Data extracts:
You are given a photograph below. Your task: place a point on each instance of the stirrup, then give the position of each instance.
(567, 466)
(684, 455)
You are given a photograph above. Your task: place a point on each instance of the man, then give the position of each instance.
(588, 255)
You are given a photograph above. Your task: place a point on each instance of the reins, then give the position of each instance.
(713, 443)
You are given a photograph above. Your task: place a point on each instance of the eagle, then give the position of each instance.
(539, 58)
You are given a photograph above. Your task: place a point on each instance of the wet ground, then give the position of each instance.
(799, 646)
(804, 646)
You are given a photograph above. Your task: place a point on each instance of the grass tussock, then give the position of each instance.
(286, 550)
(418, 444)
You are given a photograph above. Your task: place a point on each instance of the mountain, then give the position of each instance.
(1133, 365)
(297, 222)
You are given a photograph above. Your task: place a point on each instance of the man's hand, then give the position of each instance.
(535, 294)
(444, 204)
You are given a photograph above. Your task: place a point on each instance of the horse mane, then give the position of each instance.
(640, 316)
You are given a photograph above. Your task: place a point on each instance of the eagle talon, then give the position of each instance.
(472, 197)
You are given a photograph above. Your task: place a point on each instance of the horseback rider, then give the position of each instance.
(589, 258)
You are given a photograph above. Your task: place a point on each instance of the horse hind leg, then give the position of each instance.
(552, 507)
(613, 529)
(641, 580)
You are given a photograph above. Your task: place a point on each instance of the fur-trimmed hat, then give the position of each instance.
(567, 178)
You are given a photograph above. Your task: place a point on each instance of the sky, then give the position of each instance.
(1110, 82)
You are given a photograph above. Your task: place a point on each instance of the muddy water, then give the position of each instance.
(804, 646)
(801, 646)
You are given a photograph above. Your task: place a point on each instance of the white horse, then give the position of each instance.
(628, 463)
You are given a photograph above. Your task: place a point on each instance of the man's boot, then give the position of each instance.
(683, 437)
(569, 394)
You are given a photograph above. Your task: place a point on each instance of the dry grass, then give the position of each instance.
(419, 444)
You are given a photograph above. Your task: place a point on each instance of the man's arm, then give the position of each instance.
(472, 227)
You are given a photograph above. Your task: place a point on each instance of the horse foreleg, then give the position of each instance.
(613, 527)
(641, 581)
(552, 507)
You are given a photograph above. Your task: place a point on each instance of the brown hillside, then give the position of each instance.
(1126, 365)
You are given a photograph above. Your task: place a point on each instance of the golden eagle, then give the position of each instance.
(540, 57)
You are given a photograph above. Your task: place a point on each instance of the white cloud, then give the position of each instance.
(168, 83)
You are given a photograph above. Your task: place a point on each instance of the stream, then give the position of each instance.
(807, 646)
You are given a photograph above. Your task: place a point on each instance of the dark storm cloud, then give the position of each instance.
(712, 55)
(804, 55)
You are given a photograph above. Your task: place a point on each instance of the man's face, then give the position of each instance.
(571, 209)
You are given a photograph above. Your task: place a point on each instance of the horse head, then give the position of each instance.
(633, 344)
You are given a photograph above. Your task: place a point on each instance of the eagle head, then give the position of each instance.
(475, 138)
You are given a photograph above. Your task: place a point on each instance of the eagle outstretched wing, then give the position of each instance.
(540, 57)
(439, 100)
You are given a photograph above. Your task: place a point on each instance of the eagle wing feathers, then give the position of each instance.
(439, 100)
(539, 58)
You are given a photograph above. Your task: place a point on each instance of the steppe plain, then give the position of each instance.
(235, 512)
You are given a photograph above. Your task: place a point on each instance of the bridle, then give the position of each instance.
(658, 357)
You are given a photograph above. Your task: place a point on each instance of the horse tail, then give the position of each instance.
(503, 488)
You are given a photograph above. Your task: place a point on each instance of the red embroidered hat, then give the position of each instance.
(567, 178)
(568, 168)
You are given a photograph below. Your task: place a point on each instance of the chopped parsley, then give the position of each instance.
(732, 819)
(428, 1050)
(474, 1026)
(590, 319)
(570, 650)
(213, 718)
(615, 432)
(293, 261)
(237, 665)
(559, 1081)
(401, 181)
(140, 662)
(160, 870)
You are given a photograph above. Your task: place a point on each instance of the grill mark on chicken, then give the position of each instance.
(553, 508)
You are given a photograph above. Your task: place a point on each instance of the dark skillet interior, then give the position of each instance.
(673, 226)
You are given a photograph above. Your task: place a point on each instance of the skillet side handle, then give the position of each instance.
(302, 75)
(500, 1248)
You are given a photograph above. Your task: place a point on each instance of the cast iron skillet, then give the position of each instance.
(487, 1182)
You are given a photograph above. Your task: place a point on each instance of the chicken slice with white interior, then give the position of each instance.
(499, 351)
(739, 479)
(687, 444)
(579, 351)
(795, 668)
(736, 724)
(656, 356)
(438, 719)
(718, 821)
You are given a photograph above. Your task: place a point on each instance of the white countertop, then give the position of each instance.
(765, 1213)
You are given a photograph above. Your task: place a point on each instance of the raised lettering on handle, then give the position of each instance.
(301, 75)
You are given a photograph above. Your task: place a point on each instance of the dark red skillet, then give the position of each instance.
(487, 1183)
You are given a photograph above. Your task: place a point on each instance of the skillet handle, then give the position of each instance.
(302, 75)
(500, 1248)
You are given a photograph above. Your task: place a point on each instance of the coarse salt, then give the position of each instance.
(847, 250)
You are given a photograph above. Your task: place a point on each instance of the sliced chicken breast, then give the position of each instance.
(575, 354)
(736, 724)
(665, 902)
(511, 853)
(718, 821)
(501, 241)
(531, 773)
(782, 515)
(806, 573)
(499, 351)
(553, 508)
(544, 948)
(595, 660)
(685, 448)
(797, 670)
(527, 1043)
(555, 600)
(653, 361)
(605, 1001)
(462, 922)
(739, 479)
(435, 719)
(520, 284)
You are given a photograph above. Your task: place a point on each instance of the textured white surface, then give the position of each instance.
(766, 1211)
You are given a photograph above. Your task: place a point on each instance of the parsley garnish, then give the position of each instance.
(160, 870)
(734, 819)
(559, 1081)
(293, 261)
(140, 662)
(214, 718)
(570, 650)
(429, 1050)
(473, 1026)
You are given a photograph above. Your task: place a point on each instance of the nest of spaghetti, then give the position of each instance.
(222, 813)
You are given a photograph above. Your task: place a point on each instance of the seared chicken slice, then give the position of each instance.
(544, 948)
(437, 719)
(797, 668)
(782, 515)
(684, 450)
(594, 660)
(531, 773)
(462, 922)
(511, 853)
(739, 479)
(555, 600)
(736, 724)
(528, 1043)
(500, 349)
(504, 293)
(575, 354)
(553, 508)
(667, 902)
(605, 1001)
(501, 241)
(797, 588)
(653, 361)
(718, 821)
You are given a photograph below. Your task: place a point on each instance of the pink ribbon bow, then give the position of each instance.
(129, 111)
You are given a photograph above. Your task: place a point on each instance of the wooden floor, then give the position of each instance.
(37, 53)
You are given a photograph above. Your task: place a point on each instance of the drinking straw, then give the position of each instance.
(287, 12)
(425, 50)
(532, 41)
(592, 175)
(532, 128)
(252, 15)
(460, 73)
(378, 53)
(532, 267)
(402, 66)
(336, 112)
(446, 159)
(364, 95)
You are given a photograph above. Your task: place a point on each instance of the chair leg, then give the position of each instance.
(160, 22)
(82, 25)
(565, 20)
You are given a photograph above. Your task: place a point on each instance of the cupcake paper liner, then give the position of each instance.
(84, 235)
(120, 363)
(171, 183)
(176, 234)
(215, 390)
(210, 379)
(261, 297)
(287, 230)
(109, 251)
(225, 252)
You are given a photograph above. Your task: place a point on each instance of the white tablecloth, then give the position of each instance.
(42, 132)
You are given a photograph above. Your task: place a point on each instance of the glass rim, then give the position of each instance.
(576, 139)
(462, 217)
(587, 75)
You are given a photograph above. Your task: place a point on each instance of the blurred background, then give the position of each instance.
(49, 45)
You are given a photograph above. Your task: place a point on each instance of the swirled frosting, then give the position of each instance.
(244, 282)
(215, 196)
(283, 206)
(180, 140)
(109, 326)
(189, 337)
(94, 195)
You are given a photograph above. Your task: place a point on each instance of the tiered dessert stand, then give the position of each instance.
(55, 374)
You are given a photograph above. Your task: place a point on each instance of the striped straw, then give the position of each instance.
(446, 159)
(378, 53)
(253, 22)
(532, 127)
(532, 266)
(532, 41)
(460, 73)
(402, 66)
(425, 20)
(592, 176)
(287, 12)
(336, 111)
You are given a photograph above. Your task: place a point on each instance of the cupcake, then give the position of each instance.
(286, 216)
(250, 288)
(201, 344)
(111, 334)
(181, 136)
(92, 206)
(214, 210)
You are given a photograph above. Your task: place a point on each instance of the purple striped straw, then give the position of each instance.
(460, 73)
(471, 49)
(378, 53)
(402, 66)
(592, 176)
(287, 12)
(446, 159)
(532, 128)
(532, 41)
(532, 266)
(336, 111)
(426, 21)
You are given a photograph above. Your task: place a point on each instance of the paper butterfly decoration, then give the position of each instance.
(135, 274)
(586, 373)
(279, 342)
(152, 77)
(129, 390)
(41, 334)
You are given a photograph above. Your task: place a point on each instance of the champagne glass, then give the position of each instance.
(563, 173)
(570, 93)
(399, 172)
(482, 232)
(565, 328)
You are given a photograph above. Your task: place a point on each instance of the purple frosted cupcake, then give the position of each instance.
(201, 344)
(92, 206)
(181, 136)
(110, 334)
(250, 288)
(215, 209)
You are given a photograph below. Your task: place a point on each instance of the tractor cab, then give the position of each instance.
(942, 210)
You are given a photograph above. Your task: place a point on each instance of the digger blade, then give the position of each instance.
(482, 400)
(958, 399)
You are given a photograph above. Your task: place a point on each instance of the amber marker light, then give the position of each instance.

Work request:
Starting at the line with "blade, then give the position of each instance.", copy every line up to and including the last one in the entries above.

Worked solution:
You are given a photograph above. Your task: place a point on each instance of the digger blade, then give the position of each instance.
(482, 400)
(958, 399)
You are given a photograph above. Your task: place a point on each instance of the amber marker light, then give the position of each instance.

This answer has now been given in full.